_Exercise set:_
1. Reproduce everything in the Tegra K1 benchmark article from "Written by Michael" down to "the Athlon 5350.".
2. In the Tegra K1 benchmark article, which AMD processor did the Tegra K1 match in MP3 encoding speed?
3. Pick up the Tegra K1 benchmark article after its last sentence and keep writing it.

____ Text block

NVIDIA Tegra K1 Compared To AMD AM1 APUs

Written by Michael Larabel in Processors on 5 May 2014 at 11:39 AM EDT. Page 4 of 4. 68 Comments.
AMD AM1 APUs vs. NVIDIA Tegra K1 Jetson TK1

The Jetson TK1 was doing poorly with the C-Ray multi-threaded ray-tracer relative to the quad-core APUs.

AMD AM1 APUs vs. NVIDIA Tegra K1 Jetson TK1

The Jetson TK1 ARMv7 development board with four Cortex-A15 cores managed to beat out all of the AMD Semprons and Athlons for FLAC audio encoding speed.

AMD AM1 APUs vs. NVIDIA Tegra K1 Jetson TK1

The Tegra K1 also performed well with MP3 encoding speeds and matched the Athlon 5350.

AMD AM1 APUs vs. NVIDIA Tegra K1 Jetson TK1

Well, for those that were anxious to see how Tegra's K1 performance does compared to the AM1 APUs, it does reasonably well in most workloads for processor-bound tasks. In many cases the Tegra K1 on the Jetson TK1 was competing with the AMD Athlon 5350 but in other cases the ARM SoC was struggling. When it came to HTPC-related tasks like audio/video encoding, the Tegra K1 did quite well, which paired with the TK1's Kepler graphics and NVIDIA's proprietary Linux driver might make for some very decent HTPC systems. There's also some other interesting use-cases for the Tegra K1 and based upon these numbers would also make a hell of a tablet or other mobile devices with its speedy performance.

________
____ Given entries

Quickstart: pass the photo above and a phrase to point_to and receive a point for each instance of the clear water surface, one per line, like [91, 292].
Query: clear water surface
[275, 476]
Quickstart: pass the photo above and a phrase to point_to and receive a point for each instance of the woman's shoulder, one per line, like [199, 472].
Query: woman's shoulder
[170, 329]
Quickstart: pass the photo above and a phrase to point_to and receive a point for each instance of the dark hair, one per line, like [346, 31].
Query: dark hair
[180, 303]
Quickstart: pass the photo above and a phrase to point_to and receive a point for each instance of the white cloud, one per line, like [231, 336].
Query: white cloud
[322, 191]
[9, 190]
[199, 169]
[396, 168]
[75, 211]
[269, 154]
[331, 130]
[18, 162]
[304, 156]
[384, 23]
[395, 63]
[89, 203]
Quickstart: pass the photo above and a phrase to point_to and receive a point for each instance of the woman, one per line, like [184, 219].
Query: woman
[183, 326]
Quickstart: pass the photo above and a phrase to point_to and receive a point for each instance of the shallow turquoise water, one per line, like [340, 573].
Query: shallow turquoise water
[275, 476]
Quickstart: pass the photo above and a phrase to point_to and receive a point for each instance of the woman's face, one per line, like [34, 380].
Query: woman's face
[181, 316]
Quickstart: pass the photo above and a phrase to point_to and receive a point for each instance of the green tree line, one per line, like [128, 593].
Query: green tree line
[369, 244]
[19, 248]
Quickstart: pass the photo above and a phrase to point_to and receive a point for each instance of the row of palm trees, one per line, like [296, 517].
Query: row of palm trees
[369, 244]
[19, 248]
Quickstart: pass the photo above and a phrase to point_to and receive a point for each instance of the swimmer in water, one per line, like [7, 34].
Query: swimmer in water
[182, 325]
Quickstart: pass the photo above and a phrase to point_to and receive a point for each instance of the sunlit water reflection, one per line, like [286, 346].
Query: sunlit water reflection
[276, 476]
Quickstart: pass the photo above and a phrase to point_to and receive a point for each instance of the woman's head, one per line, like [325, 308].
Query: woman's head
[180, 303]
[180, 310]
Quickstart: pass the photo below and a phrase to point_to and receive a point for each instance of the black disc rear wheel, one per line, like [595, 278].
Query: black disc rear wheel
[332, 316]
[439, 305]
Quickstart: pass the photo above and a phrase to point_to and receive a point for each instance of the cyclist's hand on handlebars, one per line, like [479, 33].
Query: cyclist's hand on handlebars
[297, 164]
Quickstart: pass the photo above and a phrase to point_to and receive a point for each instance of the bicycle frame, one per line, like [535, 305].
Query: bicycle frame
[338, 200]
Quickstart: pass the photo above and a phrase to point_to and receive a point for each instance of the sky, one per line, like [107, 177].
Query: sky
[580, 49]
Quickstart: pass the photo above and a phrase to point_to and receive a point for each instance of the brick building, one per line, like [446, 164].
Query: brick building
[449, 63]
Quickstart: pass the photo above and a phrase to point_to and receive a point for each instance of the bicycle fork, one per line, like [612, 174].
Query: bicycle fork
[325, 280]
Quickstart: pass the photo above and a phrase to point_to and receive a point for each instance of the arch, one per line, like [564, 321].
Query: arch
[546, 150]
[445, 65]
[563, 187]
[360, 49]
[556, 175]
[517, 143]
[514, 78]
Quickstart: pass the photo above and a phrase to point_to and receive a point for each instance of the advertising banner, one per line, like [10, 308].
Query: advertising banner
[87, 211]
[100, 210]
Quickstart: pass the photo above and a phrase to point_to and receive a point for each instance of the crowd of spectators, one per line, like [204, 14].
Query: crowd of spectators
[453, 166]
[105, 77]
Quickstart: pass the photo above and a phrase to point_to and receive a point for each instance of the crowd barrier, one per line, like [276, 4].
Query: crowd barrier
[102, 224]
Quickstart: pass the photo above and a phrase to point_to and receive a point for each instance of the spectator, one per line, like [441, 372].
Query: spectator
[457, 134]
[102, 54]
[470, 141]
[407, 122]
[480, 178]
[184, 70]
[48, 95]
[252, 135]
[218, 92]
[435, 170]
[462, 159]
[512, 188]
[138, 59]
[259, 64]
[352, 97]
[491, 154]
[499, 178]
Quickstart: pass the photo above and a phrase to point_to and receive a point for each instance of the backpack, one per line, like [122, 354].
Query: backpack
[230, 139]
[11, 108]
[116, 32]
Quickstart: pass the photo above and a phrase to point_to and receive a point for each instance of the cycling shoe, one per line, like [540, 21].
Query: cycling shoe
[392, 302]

________
____ Given entries

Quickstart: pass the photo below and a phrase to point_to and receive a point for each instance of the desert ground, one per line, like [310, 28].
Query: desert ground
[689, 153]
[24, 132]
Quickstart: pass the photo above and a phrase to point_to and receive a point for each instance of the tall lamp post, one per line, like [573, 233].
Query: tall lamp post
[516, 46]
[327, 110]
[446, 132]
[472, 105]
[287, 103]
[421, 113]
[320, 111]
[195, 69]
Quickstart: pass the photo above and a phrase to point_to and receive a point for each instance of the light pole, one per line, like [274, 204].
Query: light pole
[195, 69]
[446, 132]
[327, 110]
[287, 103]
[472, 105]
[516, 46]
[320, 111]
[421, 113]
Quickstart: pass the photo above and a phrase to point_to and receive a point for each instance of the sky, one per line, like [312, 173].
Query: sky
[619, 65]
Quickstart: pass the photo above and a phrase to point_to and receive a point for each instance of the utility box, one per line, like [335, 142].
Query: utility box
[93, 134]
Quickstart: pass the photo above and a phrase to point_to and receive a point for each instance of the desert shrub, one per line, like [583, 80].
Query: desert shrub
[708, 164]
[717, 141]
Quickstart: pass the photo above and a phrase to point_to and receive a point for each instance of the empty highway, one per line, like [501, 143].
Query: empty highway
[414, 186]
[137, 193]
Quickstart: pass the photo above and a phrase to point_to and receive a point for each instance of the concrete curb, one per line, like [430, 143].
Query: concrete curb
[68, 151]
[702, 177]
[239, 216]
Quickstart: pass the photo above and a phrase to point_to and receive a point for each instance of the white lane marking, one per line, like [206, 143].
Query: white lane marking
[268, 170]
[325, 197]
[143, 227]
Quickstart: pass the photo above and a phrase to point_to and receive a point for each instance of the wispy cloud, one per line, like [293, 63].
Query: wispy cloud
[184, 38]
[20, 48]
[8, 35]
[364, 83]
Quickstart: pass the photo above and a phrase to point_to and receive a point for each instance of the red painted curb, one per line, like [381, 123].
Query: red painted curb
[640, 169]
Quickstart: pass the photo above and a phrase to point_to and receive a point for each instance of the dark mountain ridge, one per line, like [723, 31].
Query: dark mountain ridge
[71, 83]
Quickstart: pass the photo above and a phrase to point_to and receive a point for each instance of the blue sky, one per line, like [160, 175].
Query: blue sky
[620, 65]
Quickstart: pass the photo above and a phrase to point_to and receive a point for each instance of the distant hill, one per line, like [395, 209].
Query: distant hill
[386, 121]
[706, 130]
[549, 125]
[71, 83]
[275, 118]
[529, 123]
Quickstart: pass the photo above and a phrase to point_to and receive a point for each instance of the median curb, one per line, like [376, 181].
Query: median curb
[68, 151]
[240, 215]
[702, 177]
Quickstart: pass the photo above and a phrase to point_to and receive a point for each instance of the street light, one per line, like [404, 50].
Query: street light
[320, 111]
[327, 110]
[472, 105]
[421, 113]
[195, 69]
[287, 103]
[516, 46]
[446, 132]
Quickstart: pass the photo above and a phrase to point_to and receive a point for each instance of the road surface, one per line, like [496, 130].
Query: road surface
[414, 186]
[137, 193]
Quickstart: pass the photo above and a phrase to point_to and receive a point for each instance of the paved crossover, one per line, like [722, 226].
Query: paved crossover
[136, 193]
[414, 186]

________
____ Given entries

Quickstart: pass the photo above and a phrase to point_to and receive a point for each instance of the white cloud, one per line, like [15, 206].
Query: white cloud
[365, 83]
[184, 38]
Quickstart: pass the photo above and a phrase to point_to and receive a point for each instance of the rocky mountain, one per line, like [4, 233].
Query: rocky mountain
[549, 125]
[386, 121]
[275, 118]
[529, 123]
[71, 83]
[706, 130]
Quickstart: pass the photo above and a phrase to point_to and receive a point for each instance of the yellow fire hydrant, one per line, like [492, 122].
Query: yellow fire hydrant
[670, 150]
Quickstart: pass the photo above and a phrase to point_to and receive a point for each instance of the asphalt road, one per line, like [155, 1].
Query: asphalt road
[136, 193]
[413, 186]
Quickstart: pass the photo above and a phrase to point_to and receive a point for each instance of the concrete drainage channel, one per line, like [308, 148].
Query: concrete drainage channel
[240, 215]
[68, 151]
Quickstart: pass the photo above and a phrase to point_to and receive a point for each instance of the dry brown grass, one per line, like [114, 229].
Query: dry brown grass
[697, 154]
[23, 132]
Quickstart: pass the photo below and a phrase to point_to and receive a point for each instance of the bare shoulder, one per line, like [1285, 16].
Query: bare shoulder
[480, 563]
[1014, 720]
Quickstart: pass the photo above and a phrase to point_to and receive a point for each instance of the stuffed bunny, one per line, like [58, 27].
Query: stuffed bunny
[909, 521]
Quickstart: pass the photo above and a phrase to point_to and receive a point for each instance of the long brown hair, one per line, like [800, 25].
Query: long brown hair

________

_Results of the exercise:_
1.
Written by Michael Larabel in Processors on 5 May 2014 at 11:39 AM EDT. Page 4 of 4. 68 Comments.
AMD AM1 APUs vs. NVIDIA Tegra K1 Jetson TK1

The Jetson TK1 was doing poorly with the C-Ray multi-threaded ray-tracer relative to the quad-core APUs.

AMD AM1 APUs vs. NVIDIA Tegra K1 Jetson TK1

The Jetson TK1 ARMv7 development board with four Cortex-A15 cores managed to beat out all of the AMD Semprons and Athlons for FLAC audio encoding speed.

AMD AM1 APUs vs. NVIDIA Tegra K1 Jetson TK1

The Tegra K1 also performed well with MP3 encoding speeds and matched the Athlon 5350.

2. The Athlon 5350.

3.
For those curious to see the Kepler graphics performance and its OpenCL/CUDA performance, I'm still working on some ARM Linux benchmarks for that, albeit it's very time consuming with being just the main writer for all content on Phoronix. If you wish to support all of this Linux hardware testing done exclusively at Phoronix and the development of the open-source benchmarking software please consider subscribing to Phoronix Premium and/or disabling AdBlock with the ad improvements. Thanks!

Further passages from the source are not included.